Copy each of the following entries back without change.

Region pointing data:

= = =

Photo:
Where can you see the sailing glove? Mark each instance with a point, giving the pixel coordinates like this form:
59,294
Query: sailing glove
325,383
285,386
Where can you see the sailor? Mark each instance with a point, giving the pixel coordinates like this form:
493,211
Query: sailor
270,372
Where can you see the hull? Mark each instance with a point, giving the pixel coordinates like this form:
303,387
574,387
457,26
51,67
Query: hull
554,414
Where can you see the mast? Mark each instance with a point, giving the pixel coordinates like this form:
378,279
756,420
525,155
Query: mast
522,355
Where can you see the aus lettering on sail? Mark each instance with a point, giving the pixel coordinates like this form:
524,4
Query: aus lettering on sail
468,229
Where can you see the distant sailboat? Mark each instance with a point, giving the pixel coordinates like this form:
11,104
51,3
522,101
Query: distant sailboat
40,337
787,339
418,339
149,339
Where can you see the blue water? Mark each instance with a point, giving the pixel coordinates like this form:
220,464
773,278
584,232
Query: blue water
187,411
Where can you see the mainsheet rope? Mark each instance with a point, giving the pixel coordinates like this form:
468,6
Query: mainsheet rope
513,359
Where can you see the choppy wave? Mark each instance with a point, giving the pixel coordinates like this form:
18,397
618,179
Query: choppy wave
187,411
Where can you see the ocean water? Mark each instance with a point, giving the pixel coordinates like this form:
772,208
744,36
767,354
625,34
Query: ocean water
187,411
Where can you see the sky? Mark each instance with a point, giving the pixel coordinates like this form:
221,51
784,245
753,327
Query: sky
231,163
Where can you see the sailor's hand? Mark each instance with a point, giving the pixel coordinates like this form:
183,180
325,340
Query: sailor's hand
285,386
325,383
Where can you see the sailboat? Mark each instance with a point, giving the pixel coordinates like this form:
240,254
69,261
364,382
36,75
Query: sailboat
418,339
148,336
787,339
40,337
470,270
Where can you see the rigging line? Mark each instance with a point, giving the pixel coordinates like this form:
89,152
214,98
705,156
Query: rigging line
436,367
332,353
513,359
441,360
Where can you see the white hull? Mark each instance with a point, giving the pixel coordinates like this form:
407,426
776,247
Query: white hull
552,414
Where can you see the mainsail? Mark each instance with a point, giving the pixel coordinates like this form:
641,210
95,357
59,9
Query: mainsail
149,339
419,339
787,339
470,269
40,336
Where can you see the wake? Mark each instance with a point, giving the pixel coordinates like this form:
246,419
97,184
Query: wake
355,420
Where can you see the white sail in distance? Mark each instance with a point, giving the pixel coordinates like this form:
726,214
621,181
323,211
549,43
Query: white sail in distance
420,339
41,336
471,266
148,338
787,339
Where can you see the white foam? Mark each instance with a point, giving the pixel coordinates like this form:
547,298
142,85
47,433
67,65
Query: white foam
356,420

= = =

_SOLVED EXERCISE_:
Photo:
Where can you see the sailing glove? Mark each instance with a point, giving the pixel coordinates like this form:
59,294
Query: sailing glove
325,383
285,386
Where can you see the sailor? Mark each instance with a point, giving the pixel coordinates like this form:
493,211
Query: sailor
270,372
Where can you see the hull? Mark each instance with a point, giving the pixel coordinates like this form:
303,387
574,387
457,26
51,67
Query: hull
554,414
Where can you see the mast? Mark each instance with a point, giving the pixel coordinates like this form:
378,279
756,420
525,155
Query: mast
522,355
Where can you see the aus lettering on sail? Mark each instance with a point, giving the pixel coordinates like this form:
524,4
Query: aus lettering on sail
468,229
Where can you see the distant sailboat? Mark each instance with a point, giving the pixel coordinates like this form:
11,104
51,3
522,101
Query: distant sailboat
40,337
787,339
418,339
149,339
Where can you see the blue water? Mark each instance with a point, giving the pixel coordinates like this form:
220,464
773,278
584,232
Query: blue water
187,411
Where can you see the mainsheet rope? Mark each instance with a point, giving the pixel coordinates like this form:
468,6
Query: mainsheet rope
513,359
Where can you see the choppy wave? Mark each instance with a point, giving the pixel coordinates like this form:
18,397
618,179
Query: choppy wave
187,411
Where can you see the ocean water? Mark each instance with a point, giving the pixel coordinates like this form:
772,208
744,36
767,354
625,34
Query: ocean water
187,411
Where can you see the sky? Mark each instance with a point, giving the pixel coordinates like this form:
221,51
784,245
753,327
Query: sky
231,163
Where can you see the sailor's hand? Mark each instance with a point, giving the pixel coordinates like this form:
183,180
325,340
Query: sailor's hand
285,386
325,383
Where can you see the sailboat? Mark each instance with a point, giving the pixel coordinates like this form:
240,254
69,261
364,382
36,75
Query: sailboat
418,339
148,336
787,339
40,337
470,270
Where can you see the rigging line? Mark each instance with a point, giving the pixel coordinates like this form:
89,152
214,98
705,156
Query: rigging line
436,367
332,353
513,359
441,360
Where can you see the white hull? Mark each instance with a point, giving the pixel coordinates like this form:
407,426
776,247
Query: white hull
552,414
Where can you see the mainsail? Mark each instance with a point, giving the pixel coordinates like this form:
641,210
95,357
59,9
Query: mainsail
149,339
419,339
787,339
470,269
40,336
Where can you see the wake? Mark each instance with a point, giving the pixel coordinates like this form:
246,419
97,184
Query: wake
355,420
Where can you see the white sail in distance? Mark each instance with a point, giving the pixel coordinates like this form:
726,214
621,181
323,211
549,43
Query: white sail in distance
420,339
41,336
471,266
148,338
787,339
Where can you see the white foam? Mark each instance with a point, giving the pixel coordinates like this form:
547,298
142,85
47,433
67,65
Query: white foam
356,420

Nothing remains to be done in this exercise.